What to work on – Exactly as written, please set down all of the entries again, with no pictures.

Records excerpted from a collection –

- Opening Delimiter -

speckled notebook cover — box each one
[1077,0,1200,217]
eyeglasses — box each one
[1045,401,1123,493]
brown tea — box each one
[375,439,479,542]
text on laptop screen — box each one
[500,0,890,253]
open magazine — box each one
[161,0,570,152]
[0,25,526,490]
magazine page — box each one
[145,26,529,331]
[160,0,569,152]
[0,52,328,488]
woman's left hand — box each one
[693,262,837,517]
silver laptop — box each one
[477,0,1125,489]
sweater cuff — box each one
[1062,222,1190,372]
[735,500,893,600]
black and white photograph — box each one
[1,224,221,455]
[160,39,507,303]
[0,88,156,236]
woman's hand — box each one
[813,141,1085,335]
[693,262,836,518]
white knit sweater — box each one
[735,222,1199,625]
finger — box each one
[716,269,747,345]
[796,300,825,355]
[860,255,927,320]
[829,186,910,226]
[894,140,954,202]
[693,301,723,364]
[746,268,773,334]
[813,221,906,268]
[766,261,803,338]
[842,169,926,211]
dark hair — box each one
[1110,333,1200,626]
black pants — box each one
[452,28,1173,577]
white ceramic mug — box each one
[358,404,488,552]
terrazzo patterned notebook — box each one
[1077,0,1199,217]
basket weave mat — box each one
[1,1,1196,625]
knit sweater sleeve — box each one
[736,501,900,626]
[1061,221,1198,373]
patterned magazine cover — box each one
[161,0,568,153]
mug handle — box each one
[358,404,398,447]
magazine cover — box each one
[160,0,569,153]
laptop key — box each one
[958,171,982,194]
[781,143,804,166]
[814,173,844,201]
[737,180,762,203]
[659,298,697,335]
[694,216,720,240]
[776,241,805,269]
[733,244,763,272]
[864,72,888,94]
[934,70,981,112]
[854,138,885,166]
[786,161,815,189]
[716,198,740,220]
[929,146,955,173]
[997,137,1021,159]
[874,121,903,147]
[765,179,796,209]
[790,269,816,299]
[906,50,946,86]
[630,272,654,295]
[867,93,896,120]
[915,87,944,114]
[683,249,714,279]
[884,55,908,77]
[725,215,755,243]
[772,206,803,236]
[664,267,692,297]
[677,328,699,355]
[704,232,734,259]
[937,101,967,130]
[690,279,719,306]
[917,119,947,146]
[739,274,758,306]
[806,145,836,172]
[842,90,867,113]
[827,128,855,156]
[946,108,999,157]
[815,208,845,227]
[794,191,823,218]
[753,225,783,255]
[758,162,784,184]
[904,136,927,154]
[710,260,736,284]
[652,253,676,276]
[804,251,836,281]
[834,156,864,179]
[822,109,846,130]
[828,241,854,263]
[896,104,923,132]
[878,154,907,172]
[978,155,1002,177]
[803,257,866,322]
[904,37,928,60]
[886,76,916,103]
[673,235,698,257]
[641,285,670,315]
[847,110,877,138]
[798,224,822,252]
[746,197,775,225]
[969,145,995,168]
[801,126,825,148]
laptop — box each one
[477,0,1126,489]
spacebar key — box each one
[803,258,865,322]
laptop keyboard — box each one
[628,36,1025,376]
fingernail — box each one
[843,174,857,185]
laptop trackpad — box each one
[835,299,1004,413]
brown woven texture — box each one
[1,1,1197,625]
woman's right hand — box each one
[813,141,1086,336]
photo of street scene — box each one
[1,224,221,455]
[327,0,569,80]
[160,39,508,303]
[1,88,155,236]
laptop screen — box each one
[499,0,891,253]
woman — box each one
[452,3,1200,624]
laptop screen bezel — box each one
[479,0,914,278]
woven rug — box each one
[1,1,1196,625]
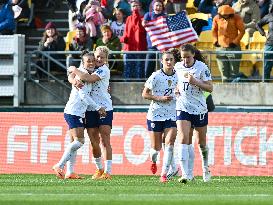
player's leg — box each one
[160,123,177,182]
[98,110,113,180]
[188,128,195,181]
[85,111,104,179]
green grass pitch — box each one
[1,174,273,205]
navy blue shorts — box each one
[176,110,208,128]
[147,119,177,132]
[85,110,113,128]
[64,113,84,129]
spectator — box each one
[84,0,105,39]
[194,0,218,16]
[143,0,166,78]
[37,22,66,78]
[258,0,270,18]
[101,0,131,19]
[66,0,78,31]
[256,5,273,81]
[0,0,15,34]
[233,0,260,37]
[120,0,147,79]
[95,25,123,73]
[110,8,126,39]
[67,23,93,67]
[212,5,245,82]
[165,0,187,14]
[12,0,30,21]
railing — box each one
[26,50,273,83]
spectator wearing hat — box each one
[37,22,66,78]
[212,5,245,82]
[67,23,94,67]
[95,25,123,73]
[0,0,15,34]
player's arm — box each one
[68,66,100,83]
[78,85,106,117]
[142,87,172,103]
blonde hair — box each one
[95,46,110,63]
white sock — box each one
[150,148,159,163]
[188,144,195,179]
[162,143,165,152]
[199,144,209,172]
[57,140,83,169]
[179,144,189,178]
[105,160,112,174]
[94,157,103,170]
[66,151,77,175]
[161,145,173,176]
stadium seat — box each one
[195,30,214,50]
[186,0,197,14]
[240,54,254,76]
[240,32,250,50]
[188,13,209,21]
[249,31,266,63]
[254,61,273,76]
[65,30,76,51]
[262,24,269,31]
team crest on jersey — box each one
[151,123,155,128]
[168,80,172,87]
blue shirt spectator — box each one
[0,1,15,34]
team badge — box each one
[168,80,172,87]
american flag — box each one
[144,11,198,51]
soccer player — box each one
[52,52,106,179]
[174,44,213,183]
[68,46,113,180]
[142,51,178,183]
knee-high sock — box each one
[66,151,77,175]
[199,144,209,172]
[94,157,103,170]
[57,140,83,169]
[105,160,112,174]
[179,144,189,178]
[188,144,195,178]
[161,145,173,176]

- Closing Delimiter -

Answer to the problem –
speckled notebook cover — box each one
[1077,0,1200,217]
eyeglasses — box each one
[1045,401,1123,493]
brown tea — box each one
[375,439,479,542]
text on laptop screen — box each one
[500,0,890,253]
open magazine — box each one
[161,0,570,152]
[0,25,526,490]
magazine page — box each one
[145,26,529,331]
[160,0,569,152]
[0,52,328,488]
woman's left hand — box each one
[693,262,837,517]
silver laptop — box each one
[477,0,1125,489]
sweater cuff — box each one
[1062,222,1190,372]
[735,500,893,600]
black and white photograph — box each one
[1,224,221,455]
[160,39,507,303]
[0,88,156,236]
woman's hand — box each one
[813,141,1085,335]
[693,262,836,518]
white knit sweater — box each one
[735,222,1199,625]
finger — box each one
[716,269,747,345]
[796,300,825,355]
[860,255,927,320]
[829,186,910,226]
[894,140,954,202]
[693,301,723,364]
[746,268,773,334]
[813,221,906,268]
[766,261,803,338]
[842,169,926,211]
dark hair — box each one
[1110,333,1200,626]
black pants — box each one
[452,28,1173,577]
white ceramic mug — box each one
[358,404,488,552]
terrazzo patterned notebook — box each one
[1077,0,1199,217]
basket weave mat — box each one
[1,1,1196,625]
knit sweater sleeve — box each one
[736,501,900,626]
[1061,221,1198,373]
patterned magazine cover — box each one
[161,0,568,153]
mug handle — box each one
[358,404,398,447]
magazine cover — box each one
[160,0,569,153]
laptop key — box each one
[958,171,982,194]
[781,143,804,166]
[814,173,844,201]
[737,180,762,203]
[659,298,697,335]
[694,216,720,240]
[776,241,805,269]
[733,244,763,272]
[864,72,888,94]
[934,70,981,112]
[854,138,885,166]
[786,161,815,189]
[716,198,740,220]
[929,146,955,173]
[997,137,1021,159]
[874,121,903,147]
[765,179,796,209]
[790,269,816,299]
[906,50,946,86]
[630,272,654,295]
[867,93,896,120]
[915,87,944,114]
[683,249,714,279]
[884,55,908,77]
[725,215,755,243]
[772,206,803,236]
[664,267,692,297]
[677,328,699,355]
[704,232,734,259]
[937,101,967,130]
[690,279,719,306]
[917,119,947,146]
[739,274,758,306]
[806,145,836,172]
[842,90,867,113]
[827,128,855,156]
[946,108,999,157]
[815,208,845,227]
[794,191,823,218]
[753,225,783,255]
[758,162,784,184]
[904,136,927,154]
[710,260,736,284]
[652,253,676,276]
[804,251,836,281]
[834,156,864,179]
[822,109,846,130]
[828,241,854,263]
[896,104,923,132]
[878,154,907,172]
[978,155,1002,177]
[803,257,866,322]
[904,37,928,60]
[886,76,916,103]
[673,235,698,257]
[641,285,670,315]
[847,110,877,138]
[798,224,822,252]
[746,197,775,225]
[969,145,995,168]
[801,126,825,148]
laptop — box each one
[477,0,1126,489]
spacebar key — box each one
[803,258,865,322]
laptop keyboard — box each one
[628,36,1025,376]
fingernail — box each one
[843,174,857,185]
laptop trackpad — box each one
[835,299,1004,413]
brown woven texture — box each one
[1,1,1197,625]
woman's right hand — box each one
[813,141,1086,336]
photo of street scene — box each one
[1,224,221,455]
[327,0,569,80]
[160,39,508,303]
[1,88,155,236]
laptop screen — box each one
[499,0,891,253]
woman — box each one
[452,3,1200,624]
laptop screen bezel — box each one
[479,0,914,278]
woven rug — box each one
[1,1,1196,625]
player's leg — box each one
[160,123,177,182]
[98,110,113,180]
[188,128,195,181]
[85,111,104,179]
green grass pitch — box each one
[1,174,273,205]
navy blue shorts — box each one
[176,110,208,128]
[147,119,177,132]
[85,110,113,128]
[64,113,84,129]
spectator — box each one
[84,0,105,39]
[194,0,218,16]
[143,0,166,78]
[37,22,66,78]
[258,0,270,18]
[101,0,131,19]
[66,0,78,31]
[256,5,273,81]
[0,0,15,34]
[233,0,260,37]
[120,0,147,79]
[95,25,123,73]
[110,8,126,39]
[67,23,93,67]
[212,5,245,82]
[165,0,187,14]
[12,0,30,21]
railing — box each one
[26,50,273,83]
spectator wearing hat — box each one
[37,22,66,78]
[212,5,245,82]
[67,23,94,67]
[95,25,123,73]
[0,0,15,34]
player's arm — box each one
[68,66,100,83]
[78,85,106,117]
[142,87,172,103]
blonde hair — box each one
[95,46,110,63]
white sock — box each one
[150,148,159,163]
[188,144,195,179]
[162,143,165,152]
[199,144,209,172]
[57,140,83,169]
[179,144,189,178]
[105,160,112,174]
[94,157,103,170]
[66,151,77,175]
[161,145,173,176]
stadium seat — box each one
[195,30,214,50]
[186,0,197,14]
[240,54,254,76]
[240,32,250,50]
[188,13,209,21]
[249,31,266,63]
[254,61,273,76]
[65,30,76,51]
[262,24,269,31]
team crest on jersey — box each one
[151,123,155,128]
[168,80,172,87]
blue shirt spectator — box each one
[0,1,15,34]
team badge — box each one
[168,80,172,87]
american flag — box each one
[144,11,198,51]
soccer player — box each one
[52,52,106,179]
[174,44,213,183]
[68,46,113,180]
[142,51,178,183]
knee-high sock — box each one
[66,151,77,175]
[199,144,209,172]
[94,157,103,170]
[57,140,83,169]
[105,160,112,174]
[179,144,189,178]
[188,144,195,178]
[161,145,173,176]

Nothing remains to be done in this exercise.